◆ **Saved data entries**:
- - -

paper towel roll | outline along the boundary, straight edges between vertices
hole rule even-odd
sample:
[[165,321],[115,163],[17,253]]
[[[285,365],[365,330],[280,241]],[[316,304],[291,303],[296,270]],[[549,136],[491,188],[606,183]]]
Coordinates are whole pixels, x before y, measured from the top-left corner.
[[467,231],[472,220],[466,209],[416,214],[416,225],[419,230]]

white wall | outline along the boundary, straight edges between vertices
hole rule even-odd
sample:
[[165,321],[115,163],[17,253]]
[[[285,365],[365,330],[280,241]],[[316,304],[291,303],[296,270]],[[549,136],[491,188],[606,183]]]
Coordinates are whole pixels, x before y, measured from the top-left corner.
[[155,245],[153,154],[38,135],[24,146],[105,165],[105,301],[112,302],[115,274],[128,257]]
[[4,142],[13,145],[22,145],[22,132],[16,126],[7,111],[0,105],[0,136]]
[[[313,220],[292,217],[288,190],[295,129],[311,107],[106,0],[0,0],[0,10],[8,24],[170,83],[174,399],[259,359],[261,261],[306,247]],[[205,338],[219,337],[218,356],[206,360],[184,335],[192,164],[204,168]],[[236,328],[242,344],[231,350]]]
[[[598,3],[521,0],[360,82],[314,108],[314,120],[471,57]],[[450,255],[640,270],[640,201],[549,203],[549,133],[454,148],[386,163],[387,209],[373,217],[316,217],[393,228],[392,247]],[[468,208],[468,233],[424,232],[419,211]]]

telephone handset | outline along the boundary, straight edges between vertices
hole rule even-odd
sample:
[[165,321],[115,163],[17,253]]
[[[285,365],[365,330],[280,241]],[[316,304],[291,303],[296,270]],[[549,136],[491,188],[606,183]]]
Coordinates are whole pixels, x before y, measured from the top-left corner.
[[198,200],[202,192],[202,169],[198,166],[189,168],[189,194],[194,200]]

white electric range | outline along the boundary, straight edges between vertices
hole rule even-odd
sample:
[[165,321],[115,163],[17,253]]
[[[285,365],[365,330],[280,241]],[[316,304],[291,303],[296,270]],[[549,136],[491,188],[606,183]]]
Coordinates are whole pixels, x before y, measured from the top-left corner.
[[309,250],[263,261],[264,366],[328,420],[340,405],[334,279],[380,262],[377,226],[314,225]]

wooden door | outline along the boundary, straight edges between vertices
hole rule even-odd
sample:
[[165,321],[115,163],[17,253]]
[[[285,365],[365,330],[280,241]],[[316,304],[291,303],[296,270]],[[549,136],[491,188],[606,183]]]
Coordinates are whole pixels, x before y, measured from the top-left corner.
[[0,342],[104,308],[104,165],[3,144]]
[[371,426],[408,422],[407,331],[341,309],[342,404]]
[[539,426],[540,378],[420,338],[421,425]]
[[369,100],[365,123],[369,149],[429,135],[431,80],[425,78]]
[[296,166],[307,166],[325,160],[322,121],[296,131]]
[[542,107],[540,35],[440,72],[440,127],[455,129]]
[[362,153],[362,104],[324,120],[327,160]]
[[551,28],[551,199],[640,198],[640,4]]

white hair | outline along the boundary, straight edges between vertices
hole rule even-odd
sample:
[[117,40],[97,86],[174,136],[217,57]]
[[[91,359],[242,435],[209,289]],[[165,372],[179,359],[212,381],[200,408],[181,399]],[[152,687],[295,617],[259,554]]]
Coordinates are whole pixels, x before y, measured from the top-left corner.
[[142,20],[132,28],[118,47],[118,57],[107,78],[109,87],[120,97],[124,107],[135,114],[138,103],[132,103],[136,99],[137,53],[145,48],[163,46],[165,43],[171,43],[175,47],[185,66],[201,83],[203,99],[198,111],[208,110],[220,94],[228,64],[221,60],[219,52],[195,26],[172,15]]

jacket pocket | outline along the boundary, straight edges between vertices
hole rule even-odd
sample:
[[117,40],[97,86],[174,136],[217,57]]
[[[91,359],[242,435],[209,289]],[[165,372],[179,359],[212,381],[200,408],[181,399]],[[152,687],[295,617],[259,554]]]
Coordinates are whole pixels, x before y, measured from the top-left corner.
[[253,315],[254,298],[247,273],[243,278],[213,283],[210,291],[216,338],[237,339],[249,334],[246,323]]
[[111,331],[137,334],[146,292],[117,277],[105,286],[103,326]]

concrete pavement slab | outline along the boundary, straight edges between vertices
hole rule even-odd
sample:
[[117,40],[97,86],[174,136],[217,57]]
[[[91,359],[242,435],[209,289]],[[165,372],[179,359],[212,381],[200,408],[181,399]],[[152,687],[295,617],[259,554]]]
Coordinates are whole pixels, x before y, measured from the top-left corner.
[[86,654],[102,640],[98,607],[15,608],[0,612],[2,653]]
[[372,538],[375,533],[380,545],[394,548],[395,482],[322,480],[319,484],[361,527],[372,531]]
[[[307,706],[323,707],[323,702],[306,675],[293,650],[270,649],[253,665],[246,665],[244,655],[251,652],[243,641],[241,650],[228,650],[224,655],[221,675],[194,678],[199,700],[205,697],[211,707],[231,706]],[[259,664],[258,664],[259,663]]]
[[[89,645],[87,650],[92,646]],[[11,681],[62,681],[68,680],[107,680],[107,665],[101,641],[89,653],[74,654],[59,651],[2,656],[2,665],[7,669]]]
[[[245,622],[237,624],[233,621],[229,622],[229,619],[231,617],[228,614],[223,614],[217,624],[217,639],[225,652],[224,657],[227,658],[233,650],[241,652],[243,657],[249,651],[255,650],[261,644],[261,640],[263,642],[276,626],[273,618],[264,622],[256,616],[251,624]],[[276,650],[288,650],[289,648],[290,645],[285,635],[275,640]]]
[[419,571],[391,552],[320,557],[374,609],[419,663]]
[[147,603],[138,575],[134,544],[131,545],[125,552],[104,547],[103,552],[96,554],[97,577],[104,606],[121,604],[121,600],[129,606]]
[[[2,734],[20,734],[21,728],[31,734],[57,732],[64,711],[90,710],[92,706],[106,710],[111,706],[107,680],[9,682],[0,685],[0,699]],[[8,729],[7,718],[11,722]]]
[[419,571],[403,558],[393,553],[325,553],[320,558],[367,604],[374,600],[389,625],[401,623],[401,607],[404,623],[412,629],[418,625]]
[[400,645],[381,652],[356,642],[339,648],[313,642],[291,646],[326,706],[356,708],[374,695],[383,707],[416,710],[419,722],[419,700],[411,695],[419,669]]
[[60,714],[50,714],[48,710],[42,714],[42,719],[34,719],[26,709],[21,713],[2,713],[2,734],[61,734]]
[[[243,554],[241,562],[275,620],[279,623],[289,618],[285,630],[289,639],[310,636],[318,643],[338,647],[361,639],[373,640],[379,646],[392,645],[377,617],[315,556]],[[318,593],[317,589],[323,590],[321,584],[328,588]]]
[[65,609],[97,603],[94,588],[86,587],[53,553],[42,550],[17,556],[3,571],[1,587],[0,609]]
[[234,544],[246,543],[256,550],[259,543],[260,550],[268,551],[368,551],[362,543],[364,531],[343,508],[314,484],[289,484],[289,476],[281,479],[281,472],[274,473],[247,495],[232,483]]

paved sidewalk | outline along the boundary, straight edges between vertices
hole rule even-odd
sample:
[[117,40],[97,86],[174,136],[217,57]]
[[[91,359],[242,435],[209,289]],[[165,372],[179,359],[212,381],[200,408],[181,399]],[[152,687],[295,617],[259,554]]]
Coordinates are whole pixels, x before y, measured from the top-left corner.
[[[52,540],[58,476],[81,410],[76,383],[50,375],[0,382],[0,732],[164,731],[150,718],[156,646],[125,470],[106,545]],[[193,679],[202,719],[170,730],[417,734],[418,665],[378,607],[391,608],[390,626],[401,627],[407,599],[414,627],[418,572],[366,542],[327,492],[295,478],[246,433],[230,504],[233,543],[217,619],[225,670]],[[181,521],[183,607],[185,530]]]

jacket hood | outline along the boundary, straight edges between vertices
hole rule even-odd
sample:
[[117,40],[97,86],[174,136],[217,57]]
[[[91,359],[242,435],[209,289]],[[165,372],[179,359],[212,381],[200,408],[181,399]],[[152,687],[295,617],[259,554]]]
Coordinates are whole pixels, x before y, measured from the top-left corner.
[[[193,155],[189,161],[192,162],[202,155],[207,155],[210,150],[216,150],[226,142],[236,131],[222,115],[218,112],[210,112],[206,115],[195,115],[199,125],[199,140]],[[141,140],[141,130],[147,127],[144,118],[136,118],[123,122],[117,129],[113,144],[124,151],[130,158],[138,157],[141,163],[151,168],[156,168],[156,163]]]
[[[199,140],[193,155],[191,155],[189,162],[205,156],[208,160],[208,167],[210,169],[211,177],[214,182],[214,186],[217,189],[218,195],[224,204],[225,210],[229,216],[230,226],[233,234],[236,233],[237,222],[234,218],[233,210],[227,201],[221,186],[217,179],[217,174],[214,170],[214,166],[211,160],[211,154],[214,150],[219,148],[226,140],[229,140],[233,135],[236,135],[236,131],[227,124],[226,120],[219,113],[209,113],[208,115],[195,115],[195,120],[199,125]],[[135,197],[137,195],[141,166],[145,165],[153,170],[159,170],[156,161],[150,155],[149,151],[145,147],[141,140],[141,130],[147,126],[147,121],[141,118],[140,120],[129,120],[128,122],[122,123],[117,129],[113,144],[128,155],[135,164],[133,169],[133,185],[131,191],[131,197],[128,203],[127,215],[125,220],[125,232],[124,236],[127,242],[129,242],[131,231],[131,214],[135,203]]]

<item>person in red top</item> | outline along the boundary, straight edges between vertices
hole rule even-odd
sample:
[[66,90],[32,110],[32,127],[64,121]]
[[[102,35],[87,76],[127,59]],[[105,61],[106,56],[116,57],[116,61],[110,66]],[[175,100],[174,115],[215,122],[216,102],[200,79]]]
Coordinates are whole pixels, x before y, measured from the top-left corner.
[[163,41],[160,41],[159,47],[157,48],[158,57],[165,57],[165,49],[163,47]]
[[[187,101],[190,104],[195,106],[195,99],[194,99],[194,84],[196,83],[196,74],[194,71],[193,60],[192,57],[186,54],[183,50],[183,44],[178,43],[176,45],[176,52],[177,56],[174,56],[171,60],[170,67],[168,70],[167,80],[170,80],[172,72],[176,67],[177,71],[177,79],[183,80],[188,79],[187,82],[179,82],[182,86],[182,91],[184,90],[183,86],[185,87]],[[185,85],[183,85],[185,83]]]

- - -

◆ **Exercise details**: Which of the lines above hold the word "along"? Copy each one.

◆ **Exercise solution**:
paper towel roll | outline along the boundary, straight edges between vertices
white wall | outline along the boundary, straight edges between vertices
telephone handset | outline along the boundary, straight edges between vertices
white electric range | outline along the boundary, straight edges between vertices
wooden door | outline along the boundary, straight edges between vertices
white hair | outline along the boundary, straight edges between vertices
jacket pocket | outline along the boundary, straight edges between vertices
concrete pavement slab | outline along the boundary, straight edges between vertices
paved sidewalk | outline along the boundary, straight edges between vertices
jacket hood | outline along the boundary, straight edges between vertices
<item>person in red top</item> | outline along the boundary, straight edges between vertices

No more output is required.